Exercise instructions:
1) Name everyone the text about Mina Loy says praised her poetry in journals.
2) Return the part of the text about Mina Loy that runs from "In 1989 I was" up to and including "writers and artists.", copied word for word.

Mina Loy

Mina Loy, 1917 (photo by Man Ray)
Mina Loy, 1917 (photo by Man Ray)

I first read about Mina Loy in 1987, in Shari Benstock's book about twenty-odd women artists and writers living and working in Paris in the decades 1900 until 1940 - Women of the Left Bank (University of Texas Press, 1986). Of course Gertrude Stein was the prominent or most-known figure in this community. It took many years for some of her less widely read contemporaries to gain notice. London-born Mina Loy was a painter, poet, essayist, sculptor, collagist and a member of the prestigious Salon d'Automne in early twentieth-century Paris. She was in a relationship with the proto-Dadaist poet and pugilist, Arthur Cravan until he disappeared, mysteriously, possibly into the ocean, off the coast of Mexico in 1918. She became involved in the Italian Futurist movement but soon became disillusioned by it and began to write satirically about Futurists' attitudes towards women. Her poetry was praised in journals by T.S. Eliot, Ezra Pound and, later, by Kenneth Rexroth. She lived for three decades in France and Italy moving, in 1936, to Lower Manhattan and the Bowery in the United States of America.

In 1989 I was spending a weekend in a house in the bush at Bullaburra in the Blue Mountains, about 100 kilometres outside Sydney. The house was owned by publisher and book importer/distributor Pat Woolley. Among the books and magazines there, I found a copy of  Jonathan Williams' Jargon Society 1982 edition of  Mina Loy's The Last Lunar Baedecker. Although I had heard of Mina Loy, until then I had not read her work and I was astounded by the poetry, especially 'Anglo-Mongrels and the Rose', and her short essays and notations ('Ready Mades') and profiles of other writers and artists.

[Labeling and segmentation records]
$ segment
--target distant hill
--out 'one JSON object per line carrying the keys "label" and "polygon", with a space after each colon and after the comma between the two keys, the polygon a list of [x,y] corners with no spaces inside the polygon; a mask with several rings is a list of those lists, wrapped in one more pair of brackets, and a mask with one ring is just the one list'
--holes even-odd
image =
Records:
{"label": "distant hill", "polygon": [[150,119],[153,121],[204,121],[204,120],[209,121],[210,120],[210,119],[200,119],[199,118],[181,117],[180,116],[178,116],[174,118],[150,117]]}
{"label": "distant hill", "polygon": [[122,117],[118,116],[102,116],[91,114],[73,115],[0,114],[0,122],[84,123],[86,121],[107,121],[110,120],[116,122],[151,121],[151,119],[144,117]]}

Task responses:
1) T.S. Eliot, Ezra Pound and Kenneth Rexroth

2)
In 1989 I was spending a weekend in a house in the bush at Bullaburra in the Blue Mountains, about 100 kilometres outside Sydney. The house was owned by publisher and book importer/distributor Pat Woolley. Among the books and magazines there, I found a copy of  Jonathan Williams' Jargon Society 1982 edition of  Mina Loy's The Last Lunar Baedecker. Although I had heard of Mina Loy, until then I had not read her work and I was astounded by the poetry, especially 'Anglo-Mongrels and the Rose', and her short essays and notations ('Ready Mades') and profiles of other writers and artists.